• CHALLENGE:
Render the lines of every item below as a numbered list, leaving out blank lines and the pictures.

--- START ---

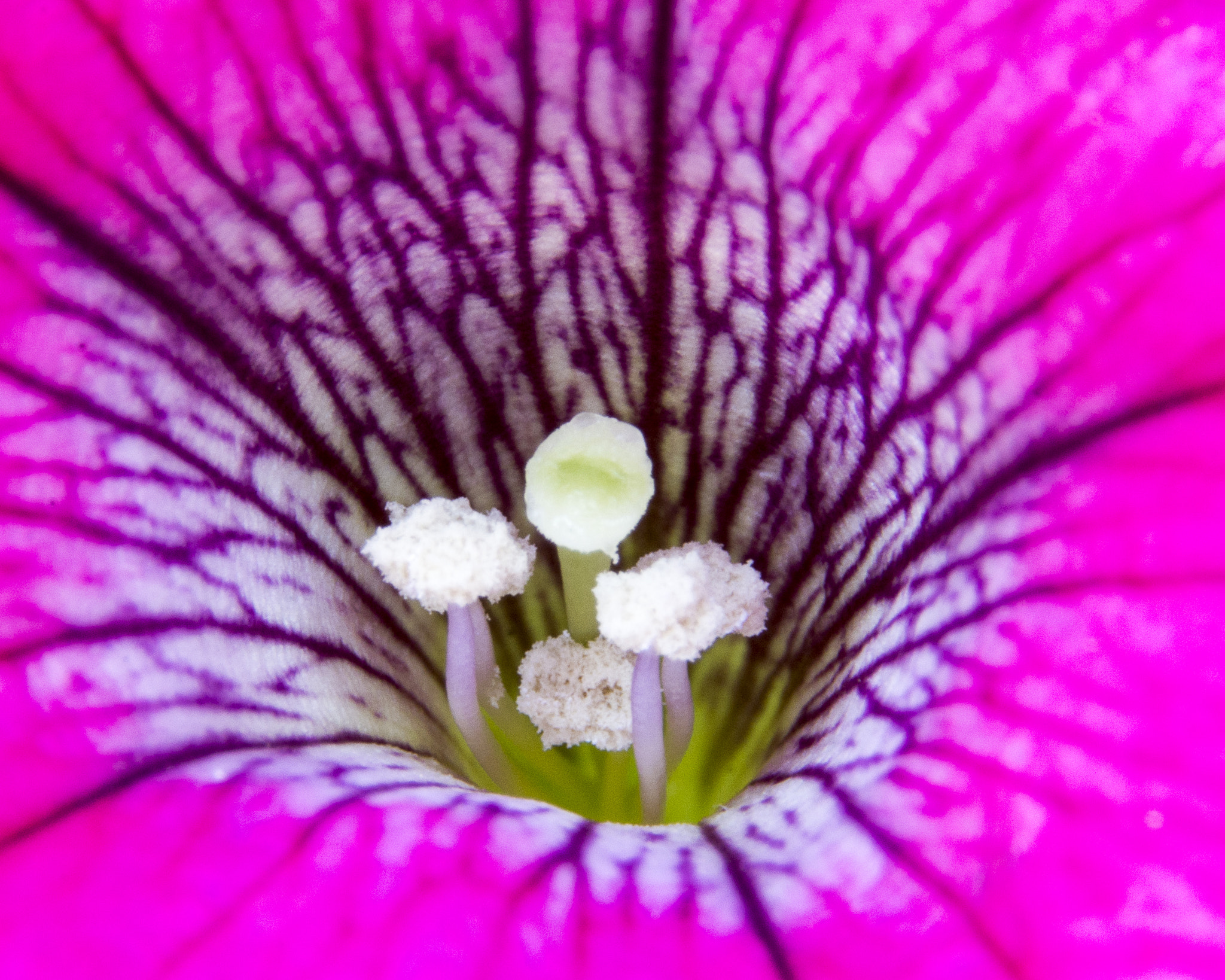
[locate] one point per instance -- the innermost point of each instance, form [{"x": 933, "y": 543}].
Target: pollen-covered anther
[
  {"x": 443, "y": 553},
  {"x": 575, "y": 693},
  {"x": 679, "y": 602}
]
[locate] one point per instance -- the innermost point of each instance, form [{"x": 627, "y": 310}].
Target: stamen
[
  {"x": 462, "y": 692},
  {"x": 674, "y": 604},
  {"x": 446, "y": 556},
  {"x": 648, "y": 738},
  {"x": 576, "y": 693},
  {"x": 680, "y": 711},
  {"x": 587, "y": 486}
]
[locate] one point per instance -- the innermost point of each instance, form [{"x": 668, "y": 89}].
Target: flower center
[{"x": 618, "y": 678}]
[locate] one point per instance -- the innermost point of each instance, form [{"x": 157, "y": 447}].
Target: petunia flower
[{"x": 919, "y": 308}]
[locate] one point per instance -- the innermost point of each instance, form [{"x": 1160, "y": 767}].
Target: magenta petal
[{"x": 919, "y": 309}]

--- END ---

• EXPECTED ANSWER:
1. [locate] one point per instance -- the innermost point of each instance, form [{"x": 933, "y": 543}].
2. Target: pollen-covered anther
3. [
4.   {"x": 443, "y": 553},
5.   {"x": 575, "y": 693},
6.   {"x": 679, "y": 602}
7. ]
8. [locate] one point per instance -- the innermost point of each instance, form [{"x": 627, "y": 310}].
9. Target: stamen
10. [
11.   {"x": 462, "y": 692},
12.   {"x": 674, "y": 604},
13.   {"x": 446, "y": 556},
14.   {"x": 648, "y": 738},
15.   {"x": 576, "y": 693},
16.   {"x": 680, "y": 711},
17.   {"x": 587, "y": 486}
18. ]
19. [locate] one point per instance -- the innermost point of each instance, form [{"x": 668, "y": 89}].
20. Target: flower center
21. [{"x": 618, "y": 678}]
22. [locate] one point per instance -- the innermost point of each instance, form [{"x": 157, "y": 447}].
23. Target: petunia flower
24. [{"x": 919, "y": 308}]
25. [locate] one point per instance -- the innermost point of each instance, form [{"x": 1160, "y": 767}].
26. Target: magenta petal
27. [{"x": 919, "y": 309}]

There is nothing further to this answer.